> EXERCISE DIRECTIONS: Copy the entries from the line with "For each instance of the woman's right" through the end of the entries, replacing each "couch" with "sofa" and leaving everything else the same.

=======

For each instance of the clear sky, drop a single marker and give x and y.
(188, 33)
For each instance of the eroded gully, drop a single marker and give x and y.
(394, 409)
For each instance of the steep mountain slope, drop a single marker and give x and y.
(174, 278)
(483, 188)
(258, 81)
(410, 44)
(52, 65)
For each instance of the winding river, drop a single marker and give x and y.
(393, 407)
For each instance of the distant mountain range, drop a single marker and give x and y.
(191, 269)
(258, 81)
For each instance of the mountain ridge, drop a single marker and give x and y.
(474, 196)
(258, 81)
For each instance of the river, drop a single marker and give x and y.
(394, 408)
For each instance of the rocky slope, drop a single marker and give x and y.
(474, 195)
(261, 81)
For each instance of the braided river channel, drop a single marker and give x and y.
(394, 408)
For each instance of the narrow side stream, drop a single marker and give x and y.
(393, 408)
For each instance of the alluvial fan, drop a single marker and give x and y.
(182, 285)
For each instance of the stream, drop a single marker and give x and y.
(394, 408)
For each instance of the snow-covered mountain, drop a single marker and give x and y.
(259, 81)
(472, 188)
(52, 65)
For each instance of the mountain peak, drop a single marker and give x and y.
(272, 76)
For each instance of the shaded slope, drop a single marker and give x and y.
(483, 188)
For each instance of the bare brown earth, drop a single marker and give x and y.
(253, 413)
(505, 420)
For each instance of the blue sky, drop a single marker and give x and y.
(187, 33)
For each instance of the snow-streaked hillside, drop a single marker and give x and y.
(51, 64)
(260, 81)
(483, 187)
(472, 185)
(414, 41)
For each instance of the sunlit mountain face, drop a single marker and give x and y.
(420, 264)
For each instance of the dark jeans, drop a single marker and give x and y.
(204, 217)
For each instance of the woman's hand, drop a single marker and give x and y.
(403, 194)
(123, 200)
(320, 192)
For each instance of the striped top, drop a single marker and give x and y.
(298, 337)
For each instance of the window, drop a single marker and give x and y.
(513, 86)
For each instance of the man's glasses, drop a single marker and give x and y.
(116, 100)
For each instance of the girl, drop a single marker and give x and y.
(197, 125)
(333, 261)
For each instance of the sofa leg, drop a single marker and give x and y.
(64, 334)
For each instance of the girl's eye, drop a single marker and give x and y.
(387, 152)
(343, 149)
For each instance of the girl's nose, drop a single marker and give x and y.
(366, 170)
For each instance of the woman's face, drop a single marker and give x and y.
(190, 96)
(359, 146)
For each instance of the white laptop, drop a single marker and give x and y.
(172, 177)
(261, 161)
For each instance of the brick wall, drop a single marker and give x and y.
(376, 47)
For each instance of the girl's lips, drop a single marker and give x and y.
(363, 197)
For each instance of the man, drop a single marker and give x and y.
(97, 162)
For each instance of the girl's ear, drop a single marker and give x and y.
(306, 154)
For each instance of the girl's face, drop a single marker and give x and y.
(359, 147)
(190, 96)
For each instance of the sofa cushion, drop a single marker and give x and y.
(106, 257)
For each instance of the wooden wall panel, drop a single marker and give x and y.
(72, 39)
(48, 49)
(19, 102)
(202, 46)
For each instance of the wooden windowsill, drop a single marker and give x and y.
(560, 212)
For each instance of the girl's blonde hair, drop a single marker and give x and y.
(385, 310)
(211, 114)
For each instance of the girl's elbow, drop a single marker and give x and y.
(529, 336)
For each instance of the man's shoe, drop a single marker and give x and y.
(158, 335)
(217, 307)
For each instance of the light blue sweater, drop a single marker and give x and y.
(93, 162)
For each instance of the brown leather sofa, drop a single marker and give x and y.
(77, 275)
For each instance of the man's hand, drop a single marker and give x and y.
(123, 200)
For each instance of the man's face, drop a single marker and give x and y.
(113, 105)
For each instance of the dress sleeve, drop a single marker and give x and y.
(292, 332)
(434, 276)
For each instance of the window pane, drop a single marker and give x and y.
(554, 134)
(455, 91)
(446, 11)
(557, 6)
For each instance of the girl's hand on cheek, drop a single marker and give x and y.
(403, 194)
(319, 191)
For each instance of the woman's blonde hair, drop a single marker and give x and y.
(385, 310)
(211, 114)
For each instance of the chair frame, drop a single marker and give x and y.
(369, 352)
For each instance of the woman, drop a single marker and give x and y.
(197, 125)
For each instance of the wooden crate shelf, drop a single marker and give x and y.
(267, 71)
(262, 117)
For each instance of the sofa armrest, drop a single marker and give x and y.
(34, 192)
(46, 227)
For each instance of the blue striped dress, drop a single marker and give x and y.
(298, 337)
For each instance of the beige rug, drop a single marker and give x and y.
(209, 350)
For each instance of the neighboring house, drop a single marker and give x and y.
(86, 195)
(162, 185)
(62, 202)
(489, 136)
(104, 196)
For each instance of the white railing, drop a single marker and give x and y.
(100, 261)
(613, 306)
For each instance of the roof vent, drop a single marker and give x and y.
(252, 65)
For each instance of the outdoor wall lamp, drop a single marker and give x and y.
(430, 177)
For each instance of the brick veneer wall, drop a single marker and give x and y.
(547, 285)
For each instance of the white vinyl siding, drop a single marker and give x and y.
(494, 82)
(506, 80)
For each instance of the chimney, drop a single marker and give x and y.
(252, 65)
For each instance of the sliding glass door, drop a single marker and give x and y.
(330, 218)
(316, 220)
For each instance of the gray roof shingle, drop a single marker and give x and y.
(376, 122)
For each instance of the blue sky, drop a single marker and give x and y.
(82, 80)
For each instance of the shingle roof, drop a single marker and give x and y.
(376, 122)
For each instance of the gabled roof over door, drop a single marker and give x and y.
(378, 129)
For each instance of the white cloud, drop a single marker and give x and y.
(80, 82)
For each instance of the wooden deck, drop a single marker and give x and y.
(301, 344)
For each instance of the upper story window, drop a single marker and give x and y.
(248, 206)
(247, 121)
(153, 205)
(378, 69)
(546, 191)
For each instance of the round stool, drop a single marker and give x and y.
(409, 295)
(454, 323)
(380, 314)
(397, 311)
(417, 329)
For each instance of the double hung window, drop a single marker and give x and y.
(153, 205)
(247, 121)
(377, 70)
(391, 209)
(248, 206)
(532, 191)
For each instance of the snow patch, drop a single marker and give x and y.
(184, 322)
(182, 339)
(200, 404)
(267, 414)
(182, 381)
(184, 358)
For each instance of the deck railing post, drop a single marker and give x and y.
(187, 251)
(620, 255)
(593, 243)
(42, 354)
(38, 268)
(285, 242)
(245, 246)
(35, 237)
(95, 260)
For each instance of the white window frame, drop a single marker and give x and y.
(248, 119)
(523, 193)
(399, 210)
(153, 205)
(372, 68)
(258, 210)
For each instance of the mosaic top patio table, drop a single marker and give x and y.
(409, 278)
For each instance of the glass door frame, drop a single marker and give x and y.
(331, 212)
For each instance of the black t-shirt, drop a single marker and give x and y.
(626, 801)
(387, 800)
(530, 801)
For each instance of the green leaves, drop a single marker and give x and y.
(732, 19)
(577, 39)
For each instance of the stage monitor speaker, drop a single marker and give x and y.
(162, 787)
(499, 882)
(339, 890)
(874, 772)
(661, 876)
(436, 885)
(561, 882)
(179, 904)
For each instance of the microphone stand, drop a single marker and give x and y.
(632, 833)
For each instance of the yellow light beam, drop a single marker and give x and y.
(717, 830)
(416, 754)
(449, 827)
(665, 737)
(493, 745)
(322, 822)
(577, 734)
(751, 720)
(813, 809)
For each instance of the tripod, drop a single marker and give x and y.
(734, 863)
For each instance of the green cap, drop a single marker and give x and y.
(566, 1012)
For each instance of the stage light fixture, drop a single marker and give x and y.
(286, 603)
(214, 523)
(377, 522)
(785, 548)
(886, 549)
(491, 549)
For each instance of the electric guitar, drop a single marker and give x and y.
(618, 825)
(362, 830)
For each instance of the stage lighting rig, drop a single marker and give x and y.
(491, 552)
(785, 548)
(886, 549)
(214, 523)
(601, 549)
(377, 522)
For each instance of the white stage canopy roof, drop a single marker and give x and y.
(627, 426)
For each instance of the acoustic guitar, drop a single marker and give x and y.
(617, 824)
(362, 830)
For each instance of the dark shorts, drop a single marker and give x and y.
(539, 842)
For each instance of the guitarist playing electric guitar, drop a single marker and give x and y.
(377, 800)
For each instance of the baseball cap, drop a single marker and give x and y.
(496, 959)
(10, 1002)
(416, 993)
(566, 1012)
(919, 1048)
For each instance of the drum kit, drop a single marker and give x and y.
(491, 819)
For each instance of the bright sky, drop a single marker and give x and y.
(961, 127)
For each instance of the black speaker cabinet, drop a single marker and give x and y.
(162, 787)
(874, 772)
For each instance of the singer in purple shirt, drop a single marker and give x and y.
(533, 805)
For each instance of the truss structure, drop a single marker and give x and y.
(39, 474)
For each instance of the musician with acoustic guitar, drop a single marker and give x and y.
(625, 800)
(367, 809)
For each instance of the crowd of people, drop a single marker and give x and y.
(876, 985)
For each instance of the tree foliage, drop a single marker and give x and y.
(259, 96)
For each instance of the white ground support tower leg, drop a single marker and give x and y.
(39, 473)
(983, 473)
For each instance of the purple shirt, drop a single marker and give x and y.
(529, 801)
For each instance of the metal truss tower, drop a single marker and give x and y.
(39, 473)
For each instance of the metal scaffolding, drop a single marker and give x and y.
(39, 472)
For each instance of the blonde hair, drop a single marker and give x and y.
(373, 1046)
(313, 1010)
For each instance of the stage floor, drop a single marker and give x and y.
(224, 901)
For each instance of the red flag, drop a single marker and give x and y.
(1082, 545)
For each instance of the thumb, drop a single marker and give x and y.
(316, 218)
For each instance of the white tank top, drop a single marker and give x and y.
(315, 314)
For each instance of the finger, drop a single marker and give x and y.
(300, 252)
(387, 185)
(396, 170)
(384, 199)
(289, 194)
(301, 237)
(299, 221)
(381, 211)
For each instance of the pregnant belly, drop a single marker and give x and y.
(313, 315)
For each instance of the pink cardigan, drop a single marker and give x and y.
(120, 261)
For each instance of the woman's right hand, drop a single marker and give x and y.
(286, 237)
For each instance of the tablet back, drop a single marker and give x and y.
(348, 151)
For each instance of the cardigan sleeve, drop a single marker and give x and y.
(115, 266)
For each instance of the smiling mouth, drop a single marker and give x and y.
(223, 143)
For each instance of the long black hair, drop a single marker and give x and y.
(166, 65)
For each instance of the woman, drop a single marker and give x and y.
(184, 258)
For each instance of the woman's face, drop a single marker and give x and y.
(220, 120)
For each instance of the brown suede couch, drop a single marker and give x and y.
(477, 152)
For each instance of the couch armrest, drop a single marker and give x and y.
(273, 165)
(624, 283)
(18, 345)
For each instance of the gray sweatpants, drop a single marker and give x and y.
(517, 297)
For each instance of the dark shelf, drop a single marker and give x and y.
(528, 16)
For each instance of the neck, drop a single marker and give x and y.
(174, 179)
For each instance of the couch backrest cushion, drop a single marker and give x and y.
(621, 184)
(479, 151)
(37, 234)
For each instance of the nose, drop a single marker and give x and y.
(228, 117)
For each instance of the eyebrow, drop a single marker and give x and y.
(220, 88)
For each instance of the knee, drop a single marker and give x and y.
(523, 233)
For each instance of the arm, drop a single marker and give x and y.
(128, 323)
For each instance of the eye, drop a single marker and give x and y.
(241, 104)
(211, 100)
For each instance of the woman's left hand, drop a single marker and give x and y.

=======

> FINISHED ANSWER:
For each instance of the woman's right hand, drop a single marker and give x and y.
(286, 237)
For each instance of the tablet back, drop a single marker and give x and y.
(348, 151)
For each instance of the cardigan sleeve, drop a single marker and give x and y.
(115, 266)
For each instance of the smiling mouth, drop a single marker and give x and y.
(223, 143)
For each instance of the long black hair, drop a single marker and give x and y.
(166, 65)
For each instance of the woman, drop a single marker and give x and y.
(184, 258)
For each instance of the woman's face, drop a single marker and give x and y.
(220, 120)
For each instance of the brown suede sofa, drop a single marker and give x and y.
(477, 152)
For each instance of the sofa armrest, drop a single marker and give x and y.
(273, 165)
(624, 283)
(18, 345)
For each instance of the gray sweatpants, drop a single marker and give x and y.
(517, 297)
For each instance of the dark shelf, drop a single marker and give x and y.
(528, 16)
For each instance of the neck, drop a single marker and give x and y.
(174, 179)
For each instance of the sofa backrest cushion, drop a single marker and give x and y.
(621, 184)
(479, 151)
(37, 234)
For each instance of the nose, drop a single marker and give x and y.
(228, 117)
For each instance of the eyebrow, drop a single marker and give x and y.
(220, 88)
For each instance of the knee, drop a single marker and give x and y.
(523, 233)
For each instance of the arm, drop a single marker and give x and y.
(128, 323)
For each instance of the eye, drop a single marker and give x and y.
(241, 104)
(211, 100)
For each instance of the woman's left hand, drop a single marker and give x and y.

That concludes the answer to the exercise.